_Problem details:_
Rewrite the lines of each record below as one numbered list, leaving out any blank lines.

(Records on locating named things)
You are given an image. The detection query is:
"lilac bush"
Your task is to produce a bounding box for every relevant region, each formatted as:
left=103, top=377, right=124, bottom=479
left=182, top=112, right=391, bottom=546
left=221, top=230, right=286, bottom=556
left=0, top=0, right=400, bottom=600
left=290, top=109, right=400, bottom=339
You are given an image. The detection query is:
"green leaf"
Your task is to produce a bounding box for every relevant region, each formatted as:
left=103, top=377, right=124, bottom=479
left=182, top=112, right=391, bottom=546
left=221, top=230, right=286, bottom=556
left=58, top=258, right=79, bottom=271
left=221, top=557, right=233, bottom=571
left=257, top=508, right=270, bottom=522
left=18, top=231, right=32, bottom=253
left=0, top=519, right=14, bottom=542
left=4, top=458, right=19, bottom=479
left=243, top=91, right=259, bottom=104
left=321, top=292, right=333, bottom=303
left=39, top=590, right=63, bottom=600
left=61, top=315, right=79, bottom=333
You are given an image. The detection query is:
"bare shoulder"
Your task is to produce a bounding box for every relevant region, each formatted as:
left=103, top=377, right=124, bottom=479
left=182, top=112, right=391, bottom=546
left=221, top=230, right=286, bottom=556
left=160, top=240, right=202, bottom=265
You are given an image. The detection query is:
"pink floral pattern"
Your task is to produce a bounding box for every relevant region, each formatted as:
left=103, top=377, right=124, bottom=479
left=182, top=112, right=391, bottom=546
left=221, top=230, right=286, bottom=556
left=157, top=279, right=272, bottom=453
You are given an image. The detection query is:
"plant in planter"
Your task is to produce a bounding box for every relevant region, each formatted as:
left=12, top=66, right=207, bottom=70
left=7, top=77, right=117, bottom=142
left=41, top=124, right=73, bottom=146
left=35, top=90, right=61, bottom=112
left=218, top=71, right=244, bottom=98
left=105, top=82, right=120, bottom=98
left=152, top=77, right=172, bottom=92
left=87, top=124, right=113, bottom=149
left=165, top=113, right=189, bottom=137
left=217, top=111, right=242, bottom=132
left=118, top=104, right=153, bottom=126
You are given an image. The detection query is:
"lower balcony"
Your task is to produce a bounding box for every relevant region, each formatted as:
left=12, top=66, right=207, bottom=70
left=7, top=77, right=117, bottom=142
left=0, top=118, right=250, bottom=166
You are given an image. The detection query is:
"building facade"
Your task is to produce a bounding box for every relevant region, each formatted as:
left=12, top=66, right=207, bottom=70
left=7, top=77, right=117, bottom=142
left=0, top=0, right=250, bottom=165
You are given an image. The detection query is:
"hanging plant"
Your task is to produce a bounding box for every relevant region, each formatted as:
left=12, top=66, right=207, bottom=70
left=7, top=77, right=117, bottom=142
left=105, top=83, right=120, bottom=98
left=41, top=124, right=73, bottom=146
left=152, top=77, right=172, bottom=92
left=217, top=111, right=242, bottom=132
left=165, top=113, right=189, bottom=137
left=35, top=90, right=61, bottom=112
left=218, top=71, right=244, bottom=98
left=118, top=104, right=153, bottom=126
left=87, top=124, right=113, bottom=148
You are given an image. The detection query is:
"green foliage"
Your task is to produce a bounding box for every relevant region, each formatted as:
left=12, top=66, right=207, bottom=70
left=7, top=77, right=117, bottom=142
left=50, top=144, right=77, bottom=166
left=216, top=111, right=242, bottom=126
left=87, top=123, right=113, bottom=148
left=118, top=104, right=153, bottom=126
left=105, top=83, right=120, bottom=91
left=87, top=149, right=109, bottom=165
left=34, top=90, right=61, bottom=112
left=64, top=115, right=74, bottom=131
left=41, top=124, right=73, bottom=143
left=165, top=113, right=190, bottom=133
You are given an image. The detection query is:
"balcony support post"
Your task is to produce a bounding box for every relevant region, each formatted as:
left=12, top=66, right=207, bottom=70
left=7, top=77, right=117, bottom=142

_Exercise output:_
1. You are given an image. The detection query is:
2. "lilac bush"
3. Your task is to produce a bounding box for every relevant region, each formatted as:
4. left=103, top=377, right=124, bottom=479
5. left=182, top=112, right=391, bottom=546
6. left=221, top=230, right=286, bottom=556
7. left=0, top=0, right=400, bottom=600
8. left=290, top=109, right=400, bottom=339
9. You are given an image. The detection query is:
10. "green leaf"
11. Your task is to produce a bounding box for every relevant region, each formatted as:
12. left=103, top=377, right=124, bottom=479
13. left=182, top=112, right=391, bottom=546
14. left=221, top=230, right=286, bottom=556
15. left=58, top=258, right=79, bottom=271
16. left=221, top=557, right=233, bottom=571
17. left=257, top=508, right=270, bottom=522
18. left=18, top=231, right=32, bottom=253
19. left=0, top=519, right=14, bottom=542
20. left=4, top=458, right=19, bottom=479
21. left=243, top=91, right=259, bottom=104
22. left=321, top=292, right=333, bottom=303
23. left=39, top=590, right=63, bottom=600
24. left=61, top=315, right=79, bottom=333
25. You are given an image. The detection query is:
26. "bare shoulder"
27. Your task is to produce a bounding box for every relevant region, each formatted as:
28. left=103, top=377, right=124, bottom=479
29. left=182, top=112, right=391, bottom=546
30. left=221, top=230, right=286, bottom=556
31. left=160, top=240, right=202, bottom=265
32. You are given an image. The detection query is:
33. "pink floral pattern"
34. Your task is to produce a bounding box for every relevant region, each formatted as:
35. left=103, top=377, right=124, bottom=479
36. left=182, top=112, right=391, bottom=546
37. left=221, top=230, right=286, bottom=556
38. left=157, top=279, right=272, bottom=453
39. You are given an image. The detection query is:
40. "plant in planter"
41. Your task is to produce a bounding box for every relevant region, each formatted as:
42. left=12, top=66, right=207, bottom=70
43. left=7, top=77, right=117, bottom=142
44. left=41, top=124, right=73, bottom=146
45. left=35, top=90, right=61, bottom=112
46. left=218, top=71, right=244, bottom=98
47. left=105, top=82, right=120, bottom=98
48. left=152, top=77, right=172, bottom=92
49. left=87, top=124, right=113, bottom=149
50. left=165, top=113, right=189, bottom=137
51. left=217, top=111, right=242, bottom=132
52. left=118, top=104, right=153, bottom=126
53. You are given an image. The detection query is:
54. "lower balcony"
55. Your task is to produce a bounding box for every relevant region, each formatted as:
56. left=12, top=66, right=207, bottom=70
57. left=7, top=77, right=117, bottom=142
58. left=0, top=118, right=250, bottom=166
59. You are given an image. The detection query is:
60. "building facade"
61. Your task is to produce a bounding box for every relevant region, each formatted as:
62. left=12, top=66, right=207, bottom=70
63. left=7, top=77, right=117, bottom=142
64. left=0, top=0, right=250, bottom=165
65. You are given an image. The detection query is:
66. "hanging plant"
67. Your task is to produce a bounding box for every relevant region, each formatted as:
68. left=12, top=66, right=207, bottom=70
69. left=7, top=77, right=117, bottom=142
70. left=105, top=83, right=120, bottom=98
71. left=41, top=124, right=73, bottom=146
72. left=152, top=77, right=172, bottom=92
73. left=217, top=111, right=242, bottom=132
74. left=165, top=113, right=189, bottom=137
75. left=35, top=90, right=61, bottom=112
76. left=218, top=71, right=244, bottom=98
77. left=118, top=104, right=153, bottom=126
78. left=87, top=124, right=113, bottom=148
79. You are given an image. The detection query is:
80. "green foliage"
81. Your task is to produce a bounding box for every relevant region, each formatted as:
82. left=12, top=66, right=207, bottom=70
83. left=7, top=77, right=117, bottom=142
84. left=50, top=144, right=77, bottom=166
85. left=216, top=111, right=242, bottom=126
86. left=87, top=123, right=113, bottom=148
87. left=118, top=104, right=153, bottom=126
88. left=105, top=83, right=120, bottom=91
89. left=87, top=149, right=109, bottom=165
90. left=34, top=90, right=61, bottom=112
91. left=64, top=115, right=74, bottom=131
92. left=41, top=124, right=73, bottom=143
93. left=165, top=113, right=190, bottom=133
94. You are given an image. The detection query is:
95. "balcony support post"
96. Your task is to produce a bounding box for every relevant region, each formatted as:
97. left=12, top=66, right=207, bottom=70
98. left=7, top=77, right=117, bottom=142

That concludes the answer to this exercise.